▶ _WORK TO BE COMPLETED_: Retype the part of the placenta story starting with "Fast forward a" and going on through "forward two days...", keeping every word and punctuation mark unchanged.

▶ _SUPPLIED TEXT_:
“Some studies have shown that consuming your placenta after the birth can prevent post-partum depression. And I know someone who can process it for you. Into pills.”
Pills, eh? Well now, I’m a fan of pills! And it’s not like I was a complete stranger to the notion of consuming placenta. In Thailand, one of my Thai friend’s favorite soups was made with buffalo placenta, and I’d certainly heard about women consuming their placentas in smoothies, omelets, etc. I did take birth classes in Berkeley, after all. (If you don’t believe me, there’s this thing called Google...)
Fast forward a couple of weeks...
I’ve just pushed out my kid. He’s across the room, getting meconium vacuumed off his schnozz, and the placenta (His? Mine? Ours?) is on its way.
“It’s in our birth plan to save the placenta, right? Save the placenta?” I called to the intern, who was busy between my legs. (A situation which can’t help but call to mind the classic Saturday Night Live skit with Dan Ackroyd playing Julia Child saving the chicken livers.
“Yep, we’ll save it, don’t worry. It will be in the fridge down the hall.”
Ah, really! In the fridge down the hall along with the Odwalla smoothies we have stocked there...and every other maternity ward mother’s snacks, too. Nice...
Fast forward two days...
Our newborn son is strapped into his car seat, and we’re headed home at three miles an hour.
“Shit, we forgot the placenta.”
Well, suffice it to say that much as we wanted our placenta, we weren’t really in the mood to turn back at three miles an hour. So, we called the hospital.

▶ _GIVEN DATA_:
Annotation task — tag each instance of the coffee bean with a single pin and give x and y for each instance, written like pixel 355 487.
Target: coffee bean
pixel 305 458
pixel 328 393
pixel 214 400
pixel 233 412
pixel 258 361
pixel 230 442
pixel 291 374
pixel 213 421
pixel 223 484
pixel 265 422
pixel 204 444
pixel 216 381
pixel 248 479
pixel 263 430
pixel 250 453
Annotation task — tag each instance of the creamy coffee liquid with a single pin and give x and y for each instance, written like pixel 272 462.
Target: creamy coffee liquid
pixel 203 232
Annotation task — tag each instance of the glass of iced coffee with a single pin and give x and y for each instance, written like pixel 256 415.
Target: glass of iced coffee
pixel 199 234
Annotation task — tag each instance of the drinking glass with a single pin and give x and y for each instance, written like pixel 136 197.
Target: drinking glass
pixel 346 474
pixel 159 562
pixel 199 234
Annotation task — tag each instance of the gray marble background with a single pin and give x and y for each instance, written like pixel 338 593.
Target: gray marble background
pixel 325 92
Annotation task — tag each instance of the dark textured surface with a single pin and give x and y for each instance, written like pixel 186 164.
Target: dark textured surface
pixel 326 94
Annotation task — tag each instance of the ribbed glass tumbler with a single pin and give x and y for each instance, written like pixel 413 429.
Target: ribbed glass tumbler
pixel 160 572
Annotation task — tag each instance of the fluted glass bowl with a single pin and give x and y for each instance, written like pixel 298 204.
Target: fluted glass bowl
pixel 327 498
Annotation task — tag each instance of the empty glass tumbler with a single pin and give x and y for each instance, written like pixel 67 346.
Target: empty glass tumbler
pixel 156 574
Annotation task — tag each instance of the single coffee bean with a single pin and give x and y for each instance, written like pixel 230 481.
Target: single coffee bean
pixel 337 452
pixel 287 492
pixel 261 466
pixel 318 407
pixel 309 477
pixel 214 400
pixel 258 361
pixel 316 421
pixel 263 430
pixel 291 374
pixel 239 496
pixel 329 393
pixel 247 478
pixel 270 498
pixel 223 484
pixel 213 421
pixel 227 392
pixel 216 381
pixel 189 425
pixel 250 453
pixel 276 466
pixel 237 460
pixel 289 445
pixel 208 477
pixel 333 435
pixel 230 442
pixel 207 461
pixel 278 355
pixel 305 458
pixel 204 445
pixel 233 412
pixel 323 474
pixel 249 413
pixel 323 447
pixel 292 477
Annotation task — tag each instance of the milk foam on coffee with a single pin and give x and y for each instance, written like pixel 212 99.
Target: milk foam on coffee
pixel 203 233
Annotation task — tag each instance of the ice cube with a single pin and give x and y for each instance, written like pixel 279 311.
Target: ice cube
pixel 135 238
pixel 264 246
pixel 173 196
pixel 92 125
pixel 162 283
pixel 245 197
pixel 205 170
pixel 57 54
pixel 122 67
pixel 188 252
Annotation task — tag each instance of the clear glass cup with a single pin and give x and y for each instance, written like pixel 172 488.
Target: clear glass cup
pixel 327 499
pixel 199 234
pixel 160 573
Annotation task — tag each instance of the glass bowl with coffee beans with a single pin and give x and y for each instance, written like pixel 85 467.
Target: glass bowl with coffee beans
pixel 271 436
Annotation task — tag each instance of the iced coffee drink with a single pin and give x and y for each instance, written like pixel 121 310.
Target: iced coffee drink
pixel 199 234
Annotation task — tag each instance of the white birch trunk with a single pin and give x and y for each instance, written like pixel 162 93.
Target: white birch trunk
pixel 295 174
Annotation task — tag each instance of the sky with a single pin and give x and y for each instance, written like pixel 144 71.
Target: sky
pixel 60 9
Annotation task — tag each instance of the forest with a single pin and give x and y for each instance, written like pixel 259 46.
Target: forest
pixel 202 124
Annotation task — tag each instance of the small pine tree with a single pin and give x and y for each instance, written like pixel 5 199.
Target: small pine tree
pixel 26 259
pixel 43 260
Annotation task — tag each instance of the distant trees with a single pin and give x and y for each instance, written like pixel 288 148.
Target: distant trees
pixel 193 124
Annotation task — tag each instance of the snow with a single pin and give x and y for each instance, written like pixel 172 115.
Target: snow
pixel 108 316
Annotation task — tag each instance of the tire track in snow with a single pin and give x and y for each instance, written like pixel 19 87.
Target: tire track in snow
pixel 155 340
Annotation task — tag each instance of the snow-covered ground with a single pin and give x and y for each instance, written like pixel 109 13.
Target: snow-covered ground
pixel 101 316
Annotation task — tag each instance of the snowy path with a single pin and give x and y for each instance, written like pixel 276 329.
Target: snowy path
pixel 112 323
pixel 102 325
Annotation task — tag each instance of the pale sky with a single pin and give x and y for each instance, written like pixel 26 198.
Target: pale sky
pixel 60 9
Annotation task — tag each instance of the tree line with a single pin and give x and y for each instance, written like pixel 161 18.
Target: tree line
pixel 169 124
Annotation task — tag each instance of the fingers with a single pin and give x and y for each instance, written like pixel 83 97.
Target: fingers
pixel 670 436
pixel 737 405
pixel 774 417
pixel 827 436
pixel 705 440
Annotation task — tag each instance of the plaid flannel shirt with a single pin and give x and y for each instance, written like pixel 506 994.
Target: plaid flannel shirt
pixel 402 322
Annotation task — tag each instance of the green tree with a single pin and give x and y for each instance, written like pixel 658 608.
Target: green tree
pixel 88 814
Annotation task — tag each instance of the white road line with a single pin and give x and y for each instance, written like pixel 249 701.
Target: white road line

▶ _ANSWER TO THIS TASK_:
Fast forward a couple of weeks...
I’ve just pushed out my kid. He’s across the room, getting meconium vacuumed off his schnozz, and the placenta (His? Mine? Ours?) is on its way.
“It’s in our birth plan to save the placenta, right? Save the placenta?” I called to the intern, who was busy between my legs. (A situation which can’t help but call to mind the classic Saturday Night Live skit with Dan Ackroyd playing Julia Child saving the chicken livers.
“Yep, we’ll save it, don’t worry. It will be in the fridge down the hall.”
Ah, really! In the fridge down the hall along with the Odwalla smoothies we have stocked there...and every other maternity ward mother’s snacks, too. Nice...
Fast forward two days...